*** Entries shown ***

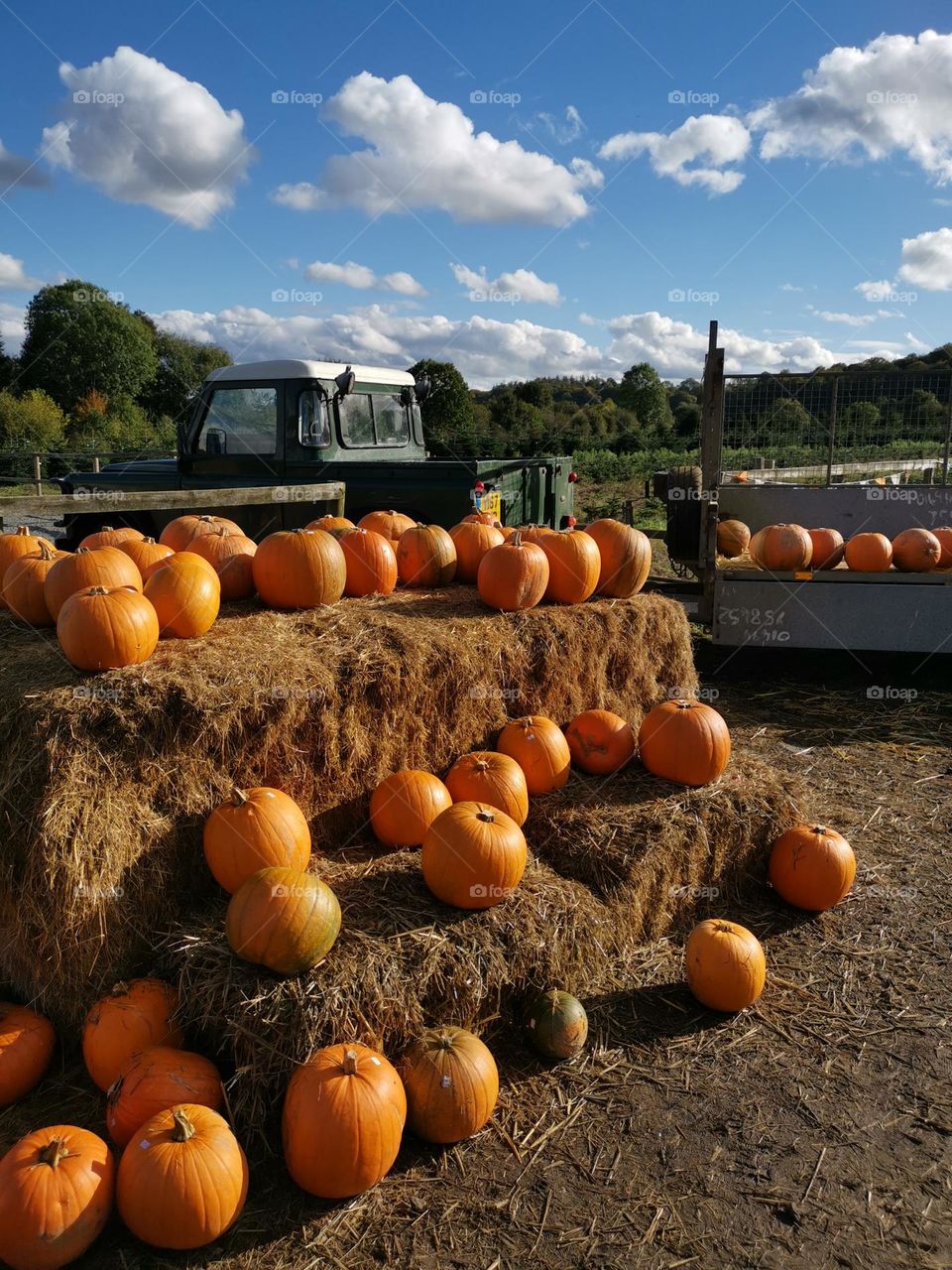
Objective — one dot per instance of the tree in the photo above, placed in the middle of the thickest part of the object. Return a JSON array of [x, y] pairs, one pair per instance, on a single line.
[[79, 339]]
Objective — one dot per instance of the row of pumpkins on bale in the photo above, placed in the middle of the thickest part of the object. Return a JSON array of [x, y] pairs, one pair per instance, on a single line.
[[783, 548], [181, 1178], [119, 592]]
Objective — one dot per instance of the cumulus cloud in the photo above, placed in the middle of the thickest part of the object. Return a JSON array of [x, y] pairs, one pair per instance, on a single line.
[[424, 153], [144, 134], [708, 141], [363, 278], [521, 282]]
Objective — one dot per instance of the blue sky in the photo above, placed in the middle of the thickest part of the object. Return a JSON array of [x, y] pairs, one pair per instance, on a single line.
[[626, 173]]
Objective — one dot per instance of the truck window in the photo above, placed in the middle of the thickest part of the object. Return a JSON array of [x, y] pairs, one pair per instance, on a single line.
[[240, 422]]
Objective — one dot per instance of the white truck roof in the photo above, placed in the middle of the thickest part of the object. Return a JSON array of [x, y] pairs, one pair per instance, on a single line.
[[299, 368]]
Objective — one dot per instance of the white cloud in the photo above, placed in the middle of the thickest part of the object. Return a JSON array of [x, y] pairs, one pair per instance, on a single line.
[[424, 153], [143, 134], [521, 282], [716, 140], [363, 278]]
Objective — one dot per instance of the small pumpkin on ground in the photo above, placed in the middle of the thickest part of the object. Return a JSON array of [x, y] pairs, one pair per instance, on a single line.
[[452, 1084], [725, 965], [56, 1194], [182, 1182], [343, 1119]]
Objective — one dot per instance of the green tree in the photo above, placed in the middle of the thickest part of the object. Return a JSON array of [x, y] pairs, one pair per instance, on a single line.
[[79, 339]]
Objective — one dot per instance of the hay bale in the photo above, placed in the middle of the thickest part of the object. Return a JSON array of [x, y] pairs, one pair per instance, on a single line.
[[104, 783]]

*** End of Entries shown ***

_The task_.
Repeat the entries word for word and skip the pictures.

_Solution to this problem_.
Objective — one dot per instance of the tree in the photo above, placed in the middle of the thickest part of the object. Return a JSON array of [x, y] pairs, one pair per instance, on a single line.
[[79, 339]]
Objective — one dot per instance of the row of pumpkins on bale in the photo above, placed in the middle of the thickest part of the object. Return a JSON array of [x, y] pairs, one pair per instance, on a single line.
[[783, 548], [181, 1178], [119, 592]]
Objective — one dot per instance of the cumulus cloud in the photo above, placed in the middle of the thickest part of the object. Return a JSON array of [x, y] pairs, one pair per instance, on a single line.
[[424, 153], [144, 134], [708, 141], [363, 278], [521, 282]]
Objective — one dot per instance of the blue sky in the photo above, placed in the middle of the thickest part of the object. Return a JSON array of [x, y] pairs, one pair per instance, on a single line.
[[626, 173]]
Objective — one dot per instance of the truck window in the photo above, placed in the middle of the thickest part of the object. Return a JSON array of [x, y] pairs, one pair per instance, on a single line.
[[240, 422]]
Objective — one dot per instance of the white truck roof in the photo above, placed in the middle of the thickest part of the object. Return a JSON array of [x, y] pairs, one pair per instance, on a single line.
[[299, 368]]
Objective — one dot per instance of the white cloud in the photo above, placed in the middle of the thickest part of the object. Return a JSON array of [x, y] pairs, one pair per instance, on a single line.
[[424, 153], [143, 134], [521, 282], [716, 140], [363, 278]]
Objective — one dot per instance of the small pumpkin on ground in the photo above, placed in the middle of the thickest part of the object. Return a JSON array of [x, y] pairs, one pair per instance, on a single line.
[[452, 1084], [725, 965], [56, 1194], [182, 1182], [343, 1119]]
Objective — one dot per instance of the green tree in the photo above, placed in the middle of the thickest part of the object. Return a JSON array of [x, y] pairs, one pair per instance, on a single line.
[[79, 339]]
Objective — one dot per instance of the hay bale in the photo above, placed in the middle of the thickest part of the object. Return a JSON array of [x, y] pairs, one pair per instance, on a single line.
[[104, 783]]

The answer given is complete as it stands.